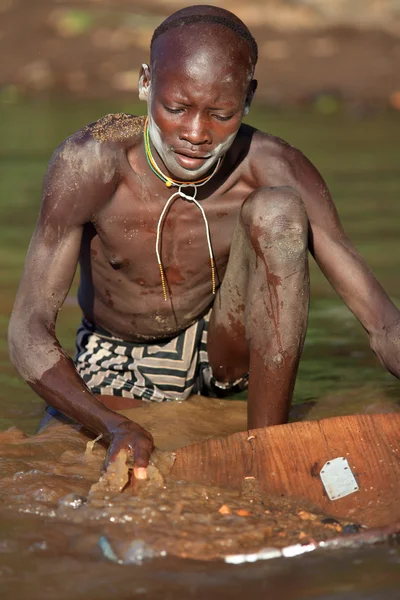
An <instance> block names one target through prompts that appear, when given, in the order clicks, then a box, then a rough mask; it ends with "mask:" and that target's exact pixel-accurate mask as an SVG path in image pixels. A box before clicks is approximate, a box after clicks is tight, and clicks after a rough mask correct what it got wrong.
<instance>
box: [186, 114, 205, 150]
mask: <svg viewBox="0 0 400 600" xmlns="http://www.w3.org/2000/svg"><path fill="white" fill-rule="evenodd" d="M180 138H181V139H182V140H185V141H186V142H189V144H192V145H193V146H200V145H202V144H210V143H211V134H210V130H209V128H208V127H207V123H206V122H205V121H204V119H201V118H198V117H197V118H195V119H188V120H187V122H186V123H185V124H184V126H183V127H182V129H181V134H180Z"/></svg>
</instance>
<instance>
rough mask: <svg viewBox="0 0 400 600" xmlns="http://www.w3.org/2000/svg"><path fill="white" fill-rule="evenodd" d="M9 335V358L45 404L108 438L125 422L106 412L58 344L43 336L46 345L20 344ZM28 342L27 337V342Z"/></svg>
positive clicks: (45, 336) (25, 343)
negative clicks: (109, 434) (9, 346)
mask: <svg viewBox="0 0 400 600" xmlns="http://www.w3.org/2000/svg"><path fill="white" fill-rule="evenodd" d="M14 333H15V332H14V331H13V328H11V329H10V333H9V346H10V357H11V360H12V362H13V363H14V366H15V367H16V368H17V370H18V371H19V372H20V374H21V375H22V377H23V378H24V379H25V381H26V382H27V383H28V384H29V385H30V386H31V387H32V389H33V390H34V391H35V392H36V393H37V394H38V395H39V396H40V397H41V398H43V400H45V402H47V403H48V404H50V405H51V406H53V407H54V408H56V409H57V410H59V411H60V412H62V413H63V414H65V415H66V416H68V417H70V418H71V419H73V420H74V421H76V422H78V423H80V424H81V425H83V426H84V427H86V428H87V429H89V430H91V431H93V432H95V433H102V434H108V433H111V432H113V431H114V430H115V428H116V427H118V426H119V425H122V424H123V423H125V422H127V421H128V419H126V417H123V416H122V415H119V414H117V413H115V412H114V411H112V410H110V409H108V408H106V407H105V406H104V405H103V404H102V403H101V402H100V401H99V400H98V399H97V398H96V396H95V395H94V394H93V393H92V392H91V391H90V390H89V388H88V387H87V386H86V384H85V383H84V381H83V380H82V379H81V377H80V376H79V375H78V373H77V372H76V369H75V367H74V364H73V362H72V360H71V359H70V357H69V356H67V354H66V353H65V352H64V351H63V350H62V348H61V347H60V345H59V344H58V342H57V340H56V339H55V338H54V337H52V336H51V335H50V334H48V333H46V334H45V336H44V337H45V338H46V339H45V341H43V339H42V340H40V342H39V341H37V342H36V343H28V344H26V343H24V344H21V341H20V340H16V339H15V335H14ZM29 339H31V340H33V338H30V337H29V335H28V340H29Z"/></svg>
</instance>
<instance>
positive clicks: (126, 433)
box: [104, 421, 154, 479]
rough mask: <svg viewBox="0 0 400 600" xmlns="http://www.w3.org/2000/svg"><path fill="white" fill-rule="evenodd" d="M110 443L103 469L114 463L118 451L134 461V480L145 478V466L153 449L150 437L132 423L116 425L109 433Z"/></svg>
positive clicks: (148, 435)
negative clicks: (123, 450)
mask: <svg viewBox="0 0 400 600" xmlns="http://www.w3.org/2000/svg"><path fill="white" fill-rule="evenodd" d="M111 436H112V437H111V443H110V447H109V449H108V453H107V456H106V460H105V462H104V468H105V469H107V467H108V465H109V464H110V463H112V462H114V461H115V459H116V458H117V455H118V453H119V452H120V450H126V452H127V453H128V454H129V455H130V456H132V458H133V461H134V469H133V473H134V475H135V477H136V479H146V478H147V465H148V464H149V460H150V455H151V453H152V451H153V448H154V441H153V437H152V435H151V434H150V433H149V432H148V431H146V430H145V429H143V427H140V425H138V424H137V423H134V422H133V421H126V422H124V423H122V424H121V425H118V426H117V427H116V428H115V429H114V430H113V431H112V432H111Z"/></svg>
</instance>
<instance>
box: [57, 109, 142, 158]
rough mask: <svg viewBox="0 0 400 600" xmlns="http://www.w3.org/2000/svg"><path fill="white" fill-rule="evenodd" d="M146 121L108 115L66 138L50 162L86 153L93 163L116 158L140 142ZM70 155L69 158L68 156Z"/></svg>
mask: <svg viewBox="0 0 400 600" xmlns="http://www.w3.org/2000/svg"><path fill="white" fill-rule="evenodd" d="M144 123H145V117H136V116H134V115H128V114H125V113H117V114H108V115H105V116H104V117H101V118H100V119H98V120H97V121H94V122H93V123H90V124H89V125H85V126H84V127H83V128H82V129H80V130H79V131H77V132H76V133H74V134H72V135H71V136H69V137H68V138H66V139H65V140H64V141H63V142H62V143H61V144H60V146H59V147H58V148H57V149H56V151H55V153H54V156H53V158H57V157H59V156H61V157H63V158H65V159H69V158H72V154H74V153H78V154H79V156H82V155H83V154H85V151H87V152H88V154H90V155H91V158H92V159H93V160H94V161H96V159H99V158H101V157H107V156H112V155H114V156H117V155H118V151H119V150H121V149H122V150H124V151H126V150H127V149H129V148H131V147H133V146H135V144H137V143H138V142H139V141H141V139H142V135H143V128H144ZM70 154H71V156H70Z"/></svg>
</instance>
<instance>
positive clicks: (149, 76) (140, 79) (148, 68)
mask: <svg viewBox="0 0 400 600" xmlns="http://www.w3.org/2000/svg"><path fill="white" fill-rule="evenodd" d="M138 89H139V100H144V101H147V100H148V97H149V92H150V67H149V65H146V64H143V65H142V68H141V69H140V73H139V85H138Z"/></svg>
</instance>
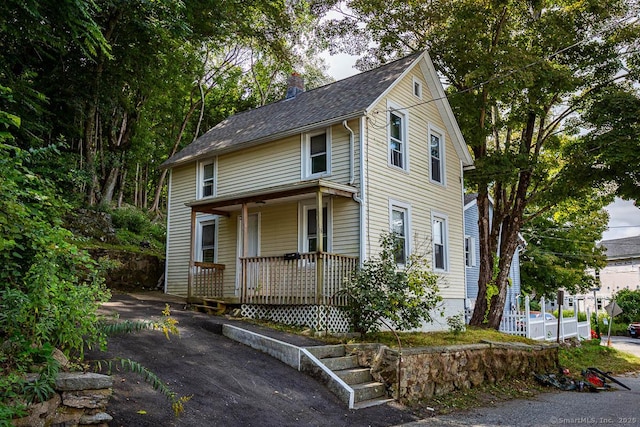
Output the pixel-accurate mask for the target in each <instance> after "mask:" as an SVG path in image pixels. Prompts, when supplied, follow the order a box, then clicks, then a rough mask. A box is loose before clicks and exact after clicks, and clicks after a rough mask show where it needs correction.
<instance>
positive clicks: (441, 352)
mask: <svg viewBox="0 0 640 427" xmlns="http://www.w3.org/2000/svg"><path fill="white" fill-rule="evenodd" d="M347 351H350V352H352V353H355V354H357V355H358V358H359V362H360V364H361V365H362V366H370V367H371V374H372V375H373V377H374V378H375V379H376V380H377V381H380V382H383V383H385V384H387V388H388V393H389V395H390V396H393V397H398V355H399V353H398V351H397V350H392V349H390V348H388V347H386V346H381V345H372V344H368V345H350V346H347ZM557 367H558V346H557V345H555V344H546V345H527V344H517V343H494V342H487V343H482V344H468V345H455V346H447V347H424V348H410V349H405V350H403V352H402V362H401V369H400V398H401V399H405V400H409V401H411V400H416V399H422V398H428V397H432V396H434V395H435V396H439V395H443V394H446V393H450V392H452V391H454V390H464V389H469V388H472V387H477V386H479V385H480V384H494V383H497V382H500V381H503V380H506V379H510V378H523V379H526V378H530V377H531V374H532V373H533V372H553V371H555V370H557Z"/></svg>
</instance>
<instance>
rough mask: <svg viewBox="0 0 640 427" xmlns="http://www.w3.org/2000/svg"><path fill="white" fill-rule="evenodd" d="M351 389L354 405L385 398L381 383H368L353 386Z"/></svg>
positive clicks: (354, 384)
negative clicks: (377, 399) (364, 401)
mask: <svg viewBox="0 0 640 427" xmlns="http://www.w3.org/2000/svg"><path fill="white" fill-rule="evenodd" d="M351 387H352V388H353V391H354V392H355V395H354V402H356V403H357V402H363V401H365V400H371V399H377V398H379V397H383V396H386V391H385V387H384V384H383V383H379V382H368V383H364V384H353V385H352V386H351Z"/></svg>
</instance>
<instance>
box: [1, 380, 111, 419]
mask: <svg viewBox="0 0 640 427" xmlns="http://www.w3.org/2000/svg"><path fill="white" fill-rule="evenodd" d="M112 386H113V379H112V378H111V377H110V376H107V375H101V374H93V373H86V374H85V373H81V372H62V373H60V374H59V375H58V378H57V379H56V384H55V391H56V392H55V394H54V395H53V397H52V398H51V399H49V400H48V401H46V402H42V403H38V404H35V405H31V406H29V416H27V417H24V418H19V419H16V420H13V421H12V424H13V425H14V426H16V427H23V426H24V427H27V426H28V427H45V426H47V427H49V426H51V427H55V426H64V427H76V426H77V427H88V426H92V427H108V423H109V421H111V419H112V418H111V416H110V415H109V414H107V413H106V412H104V410H105V409H106V407H107V403H108V401H109V397H111V393H112V389H111V387H112Z"/></svg>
● ● ● ● ●
◆ EXERCISE AIM
Rewrite the data from its start through the line containing "box: [186, 114, 205, 150]", changing every "target" to "object" and keeping everything else the same. Leave the pictures out.

◆ EXERCISE RESULT
An <instance> block names one object through prompts that appear, when given, in the order clicks, then a box, then a rough mask; it ends with "mask:" and that object's exact pixel-accurate mask as an SVG path in image pixels. A box before clicks is approximate, a box after clicks is tight, and clicks after a rough mask correct what it got wrong.
<instance>
box: [186, 114, 205, 150]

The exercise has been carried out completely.